§ **WHAT THE TASK ASKS**
This exercise calls for every record to be set down again, exactly and in full.
Start of GIVEN RECORDS
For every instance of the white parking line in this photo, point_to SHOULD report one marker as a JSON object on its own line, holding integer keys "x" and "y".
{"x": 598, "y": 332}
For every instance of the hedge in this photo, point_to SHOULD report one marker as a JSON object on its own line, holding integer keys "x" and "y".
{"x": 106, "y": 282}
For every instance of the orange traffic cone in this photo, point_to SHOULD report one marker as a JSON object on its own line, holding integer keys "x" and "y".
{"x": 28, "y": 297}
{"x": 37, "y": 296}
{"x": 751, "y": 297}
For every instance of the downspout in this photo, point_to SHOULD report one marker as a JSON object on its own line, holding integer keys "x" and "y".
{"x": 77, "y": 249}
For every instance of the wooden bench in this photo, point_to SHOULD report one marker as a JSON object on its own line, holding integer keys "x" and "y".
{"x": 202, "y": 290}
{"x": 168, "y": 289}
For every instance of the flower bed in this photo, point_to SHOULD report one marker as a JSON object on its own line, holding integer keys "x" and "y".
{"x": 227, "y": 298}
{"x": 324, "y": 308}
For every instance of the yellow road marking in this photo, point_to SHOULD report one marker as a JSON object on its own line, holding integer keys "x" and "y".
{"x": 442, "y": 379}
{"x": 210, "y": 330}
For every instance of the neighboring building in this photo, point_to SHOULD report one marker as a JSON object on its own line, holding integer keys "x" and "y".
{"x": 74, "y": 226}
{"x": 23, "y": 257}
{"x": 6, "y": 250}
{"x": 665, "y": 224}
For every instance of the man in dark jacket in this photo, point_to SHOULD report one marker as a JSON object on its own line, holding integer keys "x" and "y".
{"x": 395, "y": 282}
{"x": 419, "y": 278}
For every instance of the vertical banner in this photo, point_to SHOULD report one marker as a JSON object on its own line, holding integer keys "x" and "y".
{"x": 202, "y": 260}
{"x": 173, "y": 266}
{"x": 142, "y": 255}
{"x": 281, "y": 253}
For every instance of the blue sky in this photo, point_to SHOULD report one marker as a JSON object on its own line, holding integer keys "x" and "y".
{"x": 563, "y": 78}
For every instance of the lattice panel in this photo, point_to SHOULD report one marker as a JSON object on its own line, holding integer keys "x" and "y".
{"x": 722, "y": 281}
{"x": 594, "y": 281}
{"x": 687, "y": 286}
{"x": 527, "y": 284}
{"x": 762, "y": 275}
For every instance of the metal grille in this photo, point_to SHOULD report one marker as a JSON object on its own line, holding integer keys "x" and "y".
End of GIVEN RECORDS
§ **WRITTEN SOLUTION**
For every instance of the white parking line in this photo, point_to SHOULD report one marker as a JSON object on its own line, holding integer keys "x" and "y".
{"x": 598, "y": 332}
For every instance of the hedge in this photo, point_to SHOULD report one marker as a JSON object on its own line, holding integer keys "x" and "y".
{"x": 106, "y": 282}
For every instance of the orange traffic cone in this photo, point_to SHOULD report one marker as a JSON object on its own line, holding integer keys "x" and "y".
{"x": 28, "y": 297}
{"x": 37, "y": 296}
{"x": 751, "y": 297}
For every instance of the downspout in this photo, point_to SHOULD report one marker as a JSON object on its own line, holding integer keys "x" and "y".
{"x": 77, "y": 249}
For every instance of the wooden bench in this photo, point_to SHOULD report one marker as a JSON object on its own line, holding integer keys "x" and "y".
{"x": 202, "y": 290}
{"x": 168, "y": 289}
For every instance of the flower bed in this photo, point_to SHOULD report one marker as a JSON object on its own line, holding integer keys "x" and "y".
{"x": 227, "y": 298}
{"x": 324, "y": 308}
For every instance of the yellow road marking in this photo, point_to SHOULD report one marker as a JSON object on its own line, holding integer keys "x" and "y".
{"x": 442, "y": 379}
{"x": 210, "y": 330}
For every instance of the neighboring building in this photo, point_to SHOULD report one marker as a JSON object on its own line, holding integer keys "x" and "y".
{"x": 74, "y": 226}
{"x": 23, "y": 257}
{"x": 6, "y": 250}
{"x": 665, "y": 224}
For every instance of the man in dark jacket in this photo, point_to SHOULD report one marker as a JSON object on its own line, holding integer keys "x" and "y".
{"x": 395, "y": 282}
{"x": 419, "y": 278}
For every instance of the vertical banner in this photo, point_to SHOULD report one marker as a JSON object on its own line, holding integer keys "x" and "y".
{"x": 202, "y": 260}
{"x": 173, "y": 266}
{"x": 142, "y": 255}
{"x": 281, "y": 253}
For every instance of the blue sky in this photo, point_to SHOULD report one marker as a JSON object on its own line, holding integer keys "x" and "y".
{"x": 563, "y": 78}
For every instance of the lattice panel in this photo, point_to SHOULD report one marker as a JSON object on its own line, holding integer keys "x" and "y".
{"x": 722, "y": 281}
{"x": 594, "y": 281}
{"x": 687, "y": 286}
{"x": 527, "y": 284}
{"x": 762, "y": 275}
For every instance of the metal grille in this photo, point_to SHOULD report one marker as a JSON object on its own line, holding integer keys "x" and "y".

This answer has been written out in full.